**Teks Bacaan**
Oleh: Dr. Adian Husaini
Hidayatullah.com | ADA sekelompok alumni Institut Teknologi Bandung (ITB) membentuk satu kelompok. Namanya: Gerakan Anti Radikalisme Alumni Institut Teknologi Bandung (GAR-ITB). Pihak ITB sudah resmi membantah, bahwa GAR-ITB bukan bagian dari kampus ITB.
Nah, apa itu GAR-ITB? Dikutip oleh www.kumparan.com, anggota GAR ITB, Nelson Napitupulu, menegaskan GAR memang bukan organisasi masyarakat maupun struktural. GAR adalah wadah bagi alumnus ITB yang concern terhadap maraknya radikalisme dan intoleransi di Indonesia secara umum, dan di ITB secara khusus.
Kelompok GAR-ITB mulai ramai diperbincangkan, terkait dengan tuduhan mereka terhadap Prof. Din Syamsuddin. Entah apa motivasi dan jenis tuduhan mereka sebenarnya. Yang jelas, kemudian, muncul pembelaan yang sangat massif terhadap Din Syamsuddin. Bahkan, pembelaan terhadap Din Syamsuddin juga dilakukan oleh Menkopulhukam Mahfud MD dan Menteri Agama Yaqut Cholil.
Kita catat, bahwa GAR adalah “wadah bagi alumnus ITB yang concern terhadap maraknya radikalisme dan intoleransi di Indonesia secara umum.” Itu yang dijelaskan oleh salah satu anggotanya, Nelson Napitupulu. Apakah GAR Alumni ITB itu benar-benar peduli dengan masalah radikalisme di Indonesia?
Baca: Ada Fadjroel Rachman di GAR ITB yang Melaporkan Din Syamsuddin
Jika benar GAR-ITB peduli dengan perkembangan radikalisme, maka di Indonesia sudah lama ada sekelompok orang Kristen yang terang-terangan mengumumkan diri mereka sebagai kaum radikal. Silakan itu dilaporkan!

**Data Hasil Ekstraksi**

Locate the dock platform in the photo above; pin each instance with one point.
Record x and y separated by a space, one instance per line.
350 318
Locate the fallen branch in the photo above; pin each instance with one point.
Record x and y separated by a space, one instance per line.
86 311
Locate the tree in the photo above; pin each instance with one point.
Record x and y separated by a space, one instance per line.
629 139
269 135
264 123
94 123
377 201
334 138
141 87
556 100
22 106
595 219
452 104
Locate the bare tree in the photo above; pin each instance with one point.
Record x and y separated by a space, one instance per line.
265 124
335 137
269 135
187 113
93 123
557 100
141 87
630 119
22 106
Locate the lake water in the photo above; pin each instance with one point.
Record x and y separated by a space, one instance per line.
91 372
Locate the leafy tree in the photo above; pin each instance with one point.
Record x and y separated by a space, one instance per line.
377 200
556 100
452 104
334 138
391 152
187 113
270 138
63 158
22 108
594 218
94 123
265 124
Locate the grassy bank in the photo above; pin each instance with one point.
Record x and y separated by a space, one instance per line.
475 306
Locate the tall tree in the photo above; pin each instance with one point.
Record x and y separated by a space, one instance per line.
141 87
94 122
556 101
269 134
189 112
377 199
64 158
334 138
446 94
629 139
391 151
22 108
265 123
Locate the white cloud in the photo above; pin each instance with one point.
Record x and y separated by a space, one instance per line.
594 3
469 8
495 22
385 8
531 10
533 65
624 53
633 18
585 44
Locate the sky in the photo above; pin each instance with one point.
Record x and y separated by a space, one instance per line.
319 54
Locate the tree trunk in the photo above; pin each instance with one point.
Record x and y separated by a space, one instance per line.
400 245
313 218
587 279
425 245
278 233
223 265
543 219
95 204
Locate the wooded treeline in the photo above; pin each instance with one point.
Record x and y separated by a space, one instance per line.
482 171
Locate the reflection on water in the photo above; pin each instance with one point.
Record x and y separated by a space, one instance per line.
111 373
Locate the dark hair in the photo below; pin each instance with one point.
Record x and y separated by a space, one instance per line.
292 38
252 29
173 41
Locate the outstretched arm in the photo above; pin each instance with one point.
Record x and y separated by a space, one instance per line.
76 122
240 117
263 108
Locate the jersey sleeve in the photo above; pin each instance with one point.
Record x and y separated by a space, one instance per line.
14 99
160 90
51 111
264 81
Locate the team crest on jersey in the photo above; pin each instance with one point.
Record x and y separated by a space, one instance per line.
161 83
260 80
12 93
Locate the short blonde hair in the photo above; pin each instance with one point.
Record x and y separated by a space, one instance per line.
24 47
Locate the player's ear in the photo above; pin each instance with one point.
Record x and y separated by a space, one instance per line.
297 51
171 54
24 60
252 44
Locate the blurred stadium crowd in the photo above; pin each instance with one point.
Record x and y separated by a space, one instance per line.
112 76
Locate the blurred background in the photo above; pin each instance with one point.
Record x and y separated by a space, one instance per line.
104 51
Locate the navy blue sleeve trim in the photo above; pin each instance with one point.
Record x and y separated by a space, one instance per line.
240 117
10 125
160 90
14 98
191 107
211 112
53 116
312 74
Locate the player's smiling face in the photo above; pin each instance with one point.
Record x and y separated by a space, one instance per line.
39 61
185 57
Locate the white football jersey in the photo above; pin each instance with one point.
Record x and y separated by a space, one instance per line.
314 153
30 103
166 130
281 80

**Petunjuk Pengerjaan**
1. Jawab pertanyaan berikut berdasarkan teks tentang GAR-ITB.
(a) Apa kepanjangan dari GAR-ITB?
(b) Siapa anggota GAR ITB yang pernyataannya dikutip oleh www.kumparan.com?
(c) Selain Mahfud MD, menteri siapa yang disebut ikut membela Din Syamsuddin?
2. Tolong salin dengan persis bagian teks tentang GAR-ITB yang dibuka dengan kata-kata "Kita catat, bahwa" dan ditutup dengan "radikalisme di Indonesia?".
3. Tulis ulang secara lebih ringkas paragraf dalam teks tentang GAR-ITB yang diawali dengan "Kelompok GAR-ITB mulai ramai diperbincangkan", tanpa menghilangkan fakta utamanya.

**Kunci Jawaban**
1.
(a) Gerakan Anti Radikalisme Alumni Institut Teknologi Bandung
(b) Nelson Napitupulu
(c) Menteri Agama Yaqut Cholil

2.
Kita catat, bahwa GAR adalah “wadah bagi alumnus ITB yang concern terhadap maraknya radikalisme dan intoleransi di Indonesia secara umum.” Itu yang dijelaskan oleh salah satu anggotanya, Nelson Napitupulu. Apakah GAR Alumni ITB itu benar-benar peduli dengan masalah radikalisme di Indonesia?

3. GAR-ITB mulai ramai dibicarakan karena tuduhannya terhadap Prof. Din Syamsuddin, yang motivasi dan jenisnya tidak jelas. Setelah itu muncul pembelaan yang sangat besar terhadap Din Syamsuddin, termasuk dari Mahfud MD dan Menteri Agama Yaqut Cholil.